#### DATA IN THIS EXERCISE:
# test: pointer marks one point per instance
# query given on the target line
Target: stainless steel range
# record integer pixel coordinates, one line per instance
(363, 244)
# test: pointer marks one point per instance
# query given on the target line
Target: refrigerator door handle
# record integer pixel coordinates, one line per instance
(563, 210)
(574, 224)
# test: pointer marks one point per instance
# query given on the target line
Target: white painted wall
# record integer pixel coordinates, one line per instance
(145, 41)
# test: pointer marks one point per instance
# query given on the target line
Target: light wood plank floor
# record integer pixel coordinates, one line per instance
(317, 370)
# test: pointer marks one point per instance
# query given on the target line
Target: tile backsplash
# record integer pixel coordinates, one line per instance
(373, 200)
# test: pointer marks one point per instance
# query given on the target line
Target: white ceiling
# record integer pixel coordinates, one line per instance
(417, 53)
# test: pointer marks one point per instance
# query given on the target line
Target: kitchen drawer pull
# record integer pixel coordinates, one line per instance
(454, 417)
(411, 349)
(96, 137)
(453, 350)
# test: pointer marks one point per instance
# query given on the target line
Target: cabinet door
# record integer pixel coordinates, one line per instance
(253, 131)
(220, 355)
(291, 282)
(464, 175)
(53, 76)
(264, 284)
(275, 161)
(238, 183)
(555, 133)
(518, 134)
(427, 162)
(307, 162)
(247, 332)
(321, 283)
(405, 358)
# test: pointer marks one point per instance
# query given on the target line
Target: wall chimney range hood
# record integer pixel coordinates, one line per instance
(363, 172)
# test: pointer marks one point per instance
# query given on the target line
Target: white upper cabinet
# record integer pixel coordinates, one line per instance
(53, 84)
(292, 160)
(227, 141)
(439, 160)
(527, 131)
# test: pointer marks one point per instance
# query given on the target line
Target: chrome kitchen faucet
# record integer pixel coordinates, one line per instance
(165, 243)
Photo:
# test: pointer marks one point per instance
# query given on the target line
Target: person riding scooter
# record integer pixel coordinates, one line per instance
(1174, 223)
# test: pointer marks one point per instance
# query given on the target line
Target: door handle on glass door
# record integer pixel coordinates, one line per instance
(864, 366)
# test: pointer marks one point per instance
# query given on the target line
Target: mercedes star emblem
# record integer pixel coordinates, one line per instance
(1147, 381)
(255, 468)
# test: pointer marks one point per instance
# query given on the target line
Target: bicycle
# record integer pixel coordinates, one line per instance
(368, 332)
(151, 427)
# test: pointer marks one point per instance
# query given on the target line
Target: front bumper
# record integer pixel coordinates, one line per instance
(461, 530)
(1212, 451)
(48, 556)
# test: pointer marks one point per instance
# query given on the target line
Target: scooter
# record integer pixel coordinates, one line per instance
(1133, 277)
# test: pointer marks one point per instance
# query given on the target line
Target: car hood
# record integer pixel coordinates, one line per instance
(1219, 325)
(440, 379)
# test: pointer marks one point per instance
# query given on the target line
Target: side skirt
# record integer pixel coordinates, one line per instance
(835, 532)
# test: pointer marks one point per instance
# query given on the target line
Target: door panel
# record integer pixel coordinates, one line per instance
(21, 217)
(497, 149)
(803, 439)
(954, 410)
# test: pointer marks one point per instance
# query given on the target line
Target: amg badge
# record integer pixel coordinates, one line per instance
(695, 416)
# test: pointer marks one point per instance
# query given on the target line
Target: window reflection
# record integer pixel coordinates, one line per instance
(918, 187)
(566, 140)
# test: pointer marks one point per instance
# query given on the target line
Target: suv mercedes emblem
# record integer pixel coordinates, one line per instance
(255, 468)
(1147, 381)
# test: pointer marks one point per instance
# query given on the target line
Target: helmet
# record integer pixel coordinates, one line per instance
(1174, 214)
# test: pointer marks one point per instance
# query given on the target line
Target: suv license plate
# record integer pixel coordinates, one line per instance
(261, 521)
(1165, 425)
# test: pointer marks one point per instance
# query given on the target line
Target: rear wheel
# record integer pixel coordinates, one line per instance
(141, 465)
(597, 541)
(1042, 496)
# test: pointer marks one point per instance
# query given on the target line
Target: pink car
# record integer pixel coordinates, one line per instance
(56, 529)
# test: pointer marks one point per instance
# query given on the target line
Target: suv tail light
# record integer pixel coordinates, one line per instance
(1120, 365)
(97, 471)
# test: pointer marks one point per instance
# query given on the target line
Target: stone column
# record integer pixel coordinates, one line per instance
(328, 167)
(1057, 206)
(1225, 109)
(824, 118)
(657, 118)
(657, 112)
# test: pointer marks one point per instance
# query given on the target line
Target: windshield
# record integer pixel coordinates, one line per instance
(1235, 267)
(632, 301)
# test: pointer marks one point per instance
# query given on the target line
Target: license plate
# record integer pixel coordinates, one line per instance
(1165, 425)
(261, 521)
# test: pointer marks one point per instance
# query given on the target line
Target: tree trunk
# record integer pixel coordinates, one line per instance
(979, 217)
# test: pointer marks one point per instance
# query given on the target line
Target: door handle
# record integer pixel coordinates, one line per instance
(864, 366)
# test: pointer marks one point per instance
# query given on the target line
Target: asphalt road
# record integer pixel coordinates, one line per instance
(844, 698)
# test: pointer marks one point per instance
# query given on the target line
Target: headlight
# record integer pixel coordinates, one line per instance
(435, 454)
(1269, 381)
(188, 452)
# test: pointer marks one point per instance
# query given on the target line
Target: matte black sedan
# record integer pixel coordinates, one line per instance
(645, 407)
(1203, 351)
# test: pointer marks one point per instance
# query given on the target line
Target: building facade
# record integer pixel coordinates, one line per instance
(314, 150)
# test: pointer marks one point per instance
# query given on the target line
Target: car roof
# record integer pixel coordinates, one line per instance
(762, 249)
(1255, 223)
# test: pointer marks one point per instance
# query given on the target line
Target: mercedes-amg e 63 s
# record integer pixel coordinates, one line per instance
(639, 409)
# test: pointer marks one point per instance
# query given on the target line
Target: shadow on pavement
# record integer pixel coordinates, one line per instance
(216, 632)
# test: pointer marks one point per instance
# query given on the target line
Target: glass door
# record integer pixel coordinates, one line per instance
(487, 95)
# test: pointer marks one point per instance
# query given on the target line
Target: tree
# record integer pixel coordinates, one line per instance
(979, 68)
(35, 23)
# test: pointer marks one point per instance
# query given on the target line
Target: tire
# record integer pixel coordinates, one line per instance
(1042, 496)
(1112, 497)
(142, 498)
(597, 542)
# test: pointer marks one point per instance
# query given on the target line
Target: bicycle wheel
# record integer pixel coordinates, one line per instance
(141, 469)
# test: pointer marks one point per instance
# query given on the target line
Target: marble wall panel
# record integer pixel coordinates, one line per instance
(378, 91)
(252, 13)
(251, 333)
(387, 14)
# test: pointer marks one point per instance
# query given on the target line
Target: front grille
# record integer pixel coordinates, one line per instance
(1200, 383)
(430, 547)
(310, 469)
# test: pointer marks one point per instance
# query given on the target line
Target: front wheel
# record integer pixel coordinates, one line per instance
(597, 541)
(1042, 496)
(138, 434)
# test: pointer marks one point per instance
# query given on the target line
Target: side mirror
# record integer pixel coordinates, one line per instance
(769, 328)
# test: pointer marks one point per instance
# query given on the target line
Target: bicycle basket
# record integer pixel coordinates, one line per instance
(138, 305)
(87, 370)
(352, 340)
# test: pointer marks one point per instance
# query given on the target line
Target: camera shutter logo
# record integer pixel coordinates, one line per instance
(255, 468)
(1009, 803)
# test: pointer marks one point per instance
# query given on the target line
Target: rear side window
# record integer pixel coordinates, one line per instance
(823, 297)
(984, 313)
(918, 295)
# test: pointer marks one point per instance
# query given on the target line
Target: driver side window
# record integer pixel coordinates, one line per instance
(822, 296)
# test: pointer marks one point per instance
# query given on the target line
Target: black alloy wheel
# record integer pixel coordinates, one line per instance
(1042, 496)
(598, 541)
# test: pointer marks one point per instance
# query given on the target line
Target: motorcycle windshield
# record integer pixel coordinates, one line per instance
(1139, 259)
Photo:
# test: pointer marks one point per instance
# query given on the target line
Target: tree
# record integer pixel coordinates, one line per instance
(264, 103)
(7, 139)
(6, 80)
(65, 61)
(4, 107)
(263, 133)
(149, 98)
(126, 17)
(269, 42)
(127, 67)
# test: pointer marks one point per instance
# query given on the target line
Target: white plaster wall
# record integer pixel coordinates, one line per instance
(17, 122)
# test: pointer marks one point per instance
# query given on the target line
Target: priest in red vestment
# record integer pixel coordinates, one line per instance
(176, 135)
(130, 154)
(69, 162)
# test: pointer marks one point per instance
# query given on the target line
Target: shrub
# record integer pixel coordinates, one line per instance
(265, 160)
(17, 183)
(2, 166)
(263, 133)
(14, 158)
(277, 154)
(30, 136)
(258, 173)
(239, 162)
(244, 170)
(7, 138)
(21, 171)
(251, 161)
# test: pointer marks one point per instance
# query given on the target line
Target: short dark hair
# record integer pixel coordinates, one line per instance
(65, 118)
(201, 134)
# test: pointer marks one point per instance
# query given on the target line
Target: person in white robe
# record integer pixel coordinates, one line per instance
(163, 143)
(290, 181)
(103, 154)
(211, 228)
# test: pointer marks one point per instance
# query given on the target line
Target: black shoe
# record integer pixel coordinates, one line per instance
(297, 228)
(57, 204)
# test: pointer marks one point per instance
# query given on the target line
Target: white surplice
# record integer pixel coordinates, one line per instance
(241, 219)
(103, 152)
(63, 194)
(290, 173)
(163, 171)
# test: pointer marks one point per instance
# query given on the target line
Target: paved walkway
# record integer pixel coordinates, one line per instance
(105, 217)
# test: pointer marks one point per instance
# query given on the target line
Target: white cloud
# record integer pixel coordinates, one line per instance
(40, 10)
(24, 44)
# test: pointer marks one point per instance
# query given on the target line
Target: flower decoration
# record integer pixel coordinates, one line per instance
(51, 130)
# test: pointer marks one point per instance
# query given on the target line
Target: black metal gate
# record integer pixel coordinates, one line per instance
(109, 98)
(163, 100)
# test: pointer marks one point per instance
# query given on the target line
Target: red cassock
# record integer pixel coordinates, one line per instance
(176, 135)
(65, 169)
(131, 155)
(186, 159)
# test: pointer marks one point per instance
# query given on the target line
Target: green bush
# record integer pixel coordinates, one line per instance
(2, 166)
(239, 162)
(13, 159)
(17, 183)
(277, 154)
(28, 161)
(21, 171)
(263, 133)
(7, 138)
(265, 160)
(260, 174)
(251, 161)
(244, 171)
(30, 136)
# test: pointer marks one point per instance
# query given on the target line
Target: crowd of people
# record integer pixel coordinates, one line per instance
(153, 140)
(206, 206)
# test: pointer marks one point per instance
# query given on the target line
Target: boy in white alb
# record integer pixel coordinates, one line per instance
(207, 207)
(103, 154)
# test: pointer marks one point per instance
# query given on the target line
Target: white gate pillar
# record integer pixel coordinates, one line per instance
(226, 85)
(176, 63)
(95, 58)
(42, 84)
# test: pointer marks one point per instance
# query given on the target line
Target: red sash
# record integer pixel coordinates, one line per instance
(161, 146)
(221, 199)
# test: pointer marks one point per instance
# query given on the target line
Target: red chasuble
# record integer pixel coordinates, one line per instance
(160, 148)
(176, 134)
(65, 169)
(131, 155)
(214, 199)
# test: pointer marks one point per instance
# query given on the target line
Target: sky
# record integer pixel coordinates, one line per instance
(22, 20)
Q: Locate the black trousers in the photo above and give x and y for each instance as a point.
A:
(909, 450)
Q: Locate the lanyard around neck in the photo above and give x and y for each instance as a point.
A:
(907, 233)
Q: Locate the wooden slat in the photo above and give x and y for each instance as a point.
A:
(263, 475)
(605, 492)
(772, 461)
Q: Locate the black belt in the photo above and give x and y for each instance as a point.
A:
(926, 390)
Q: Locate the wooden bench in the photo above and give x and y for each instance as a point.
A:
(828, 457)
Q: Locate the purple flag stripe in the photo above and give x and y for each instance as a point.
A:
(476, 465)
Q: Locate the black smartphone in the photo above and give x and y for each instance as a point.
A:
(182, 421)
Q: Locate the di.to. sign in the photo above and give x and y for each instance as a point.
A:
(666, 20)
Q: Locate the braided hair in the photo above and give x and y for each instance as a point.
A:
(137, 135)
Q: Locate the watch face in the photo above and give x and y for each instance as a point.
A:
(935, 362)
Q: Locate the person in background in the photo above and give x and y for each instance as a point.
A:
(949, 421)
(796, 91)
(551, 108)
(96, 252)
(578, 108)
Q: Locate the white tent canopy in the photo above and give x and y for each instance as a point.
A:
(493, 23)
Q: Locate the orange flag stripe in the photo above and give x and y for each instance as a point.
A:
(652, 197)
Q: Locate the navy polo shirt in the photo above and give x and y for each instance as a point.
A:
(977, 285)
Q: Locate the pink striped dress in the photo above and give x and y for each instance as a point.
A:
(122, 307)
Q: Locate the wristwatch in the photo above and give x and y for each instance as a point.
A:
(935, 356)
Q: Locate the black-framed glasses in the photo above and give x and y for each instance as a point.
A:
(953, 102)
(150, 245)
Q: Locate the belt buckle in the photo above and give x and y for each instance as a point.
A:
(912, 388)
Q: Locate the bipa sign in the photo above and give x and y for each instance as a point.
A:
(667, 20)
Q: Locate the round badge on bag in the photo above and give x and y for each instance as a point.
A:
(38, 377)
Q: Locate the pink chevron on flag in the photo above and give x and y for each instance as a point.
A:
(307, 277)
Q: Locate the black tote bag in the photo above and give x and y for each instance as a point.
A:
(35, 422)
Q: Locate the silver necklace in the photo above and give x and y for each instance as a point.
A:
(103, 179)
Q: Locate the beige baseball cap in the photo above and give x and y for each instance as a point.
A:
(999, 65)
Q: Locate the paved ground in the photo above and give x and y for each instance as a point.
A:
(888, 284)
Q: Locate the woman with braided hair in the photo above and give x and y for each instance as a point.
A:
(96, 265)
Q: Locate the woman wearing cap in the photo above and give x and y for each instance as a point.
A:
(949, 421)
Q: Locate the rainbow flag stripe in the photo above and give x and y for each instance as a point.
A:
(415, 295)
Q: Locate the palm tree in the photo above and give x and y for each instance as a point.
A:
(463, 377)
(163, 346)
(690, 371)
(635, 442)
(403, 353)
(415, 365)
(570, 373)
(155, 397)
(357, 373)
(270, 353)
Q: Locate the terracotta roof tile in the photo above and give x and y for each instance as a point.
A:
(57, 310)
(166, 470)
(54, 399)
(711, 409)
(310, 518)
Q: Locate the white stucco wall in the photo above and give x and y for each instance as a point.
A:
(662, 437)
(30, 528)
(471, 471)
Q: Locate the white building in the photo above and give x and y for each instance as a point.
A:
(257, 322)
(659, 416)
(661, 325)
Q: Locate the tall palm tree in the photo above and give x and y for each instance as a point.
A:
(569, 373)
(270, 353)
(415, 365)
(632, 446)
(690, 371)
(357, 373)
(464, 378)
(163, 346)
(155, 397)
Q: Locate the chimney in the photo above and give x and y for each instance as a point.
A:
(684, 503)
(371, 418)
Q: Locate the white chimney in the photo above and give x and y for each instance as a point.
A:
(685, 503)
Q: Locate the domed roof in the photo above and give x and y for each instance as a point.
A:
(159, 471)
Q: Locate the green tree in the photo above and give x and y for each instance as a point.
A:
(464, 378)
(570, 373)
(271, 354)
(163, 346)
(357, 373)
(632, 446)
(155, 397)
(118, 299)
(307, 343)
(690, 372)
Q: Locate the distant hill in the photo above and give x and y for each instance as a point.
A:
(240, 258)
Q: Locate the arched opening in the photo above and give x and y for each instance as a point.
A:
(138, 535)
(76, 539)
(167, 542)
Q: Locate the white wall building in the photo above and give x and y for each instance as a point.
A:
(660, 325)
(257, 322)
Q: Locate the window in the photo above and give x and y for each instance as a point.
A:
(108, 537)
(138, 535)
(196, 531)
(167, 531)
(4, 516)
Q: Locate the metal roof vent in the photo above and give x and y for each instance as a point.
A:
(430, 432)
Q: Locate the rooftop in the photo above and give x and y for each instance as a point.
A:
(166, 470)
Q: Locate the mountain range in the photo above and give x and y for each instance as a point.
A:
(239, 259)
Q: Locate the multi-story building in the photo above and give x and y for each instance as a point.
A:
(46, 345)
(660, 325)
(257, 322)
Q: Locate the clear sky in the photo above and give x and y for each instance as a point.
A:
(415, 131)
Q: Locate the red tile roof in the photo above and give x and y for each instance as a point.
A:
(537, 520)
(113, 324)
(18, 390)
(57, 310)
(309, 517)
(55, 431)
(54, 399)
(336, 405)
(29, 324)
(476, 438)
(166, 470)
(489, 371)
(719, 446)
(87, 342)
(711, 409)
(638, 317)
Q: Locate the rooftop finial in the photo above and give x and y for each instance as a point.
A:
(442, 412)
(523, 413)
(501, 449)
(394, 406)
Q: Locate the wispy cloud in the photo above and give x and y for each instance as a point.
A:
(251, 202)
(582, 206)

#### ACTIVITY:
Copy every line from the material in which the word "side" can be found.

#### RESULT FOR THIS TASK:
Target: side skirt
Target: side mirror
Target: rear side window
Target: driver side window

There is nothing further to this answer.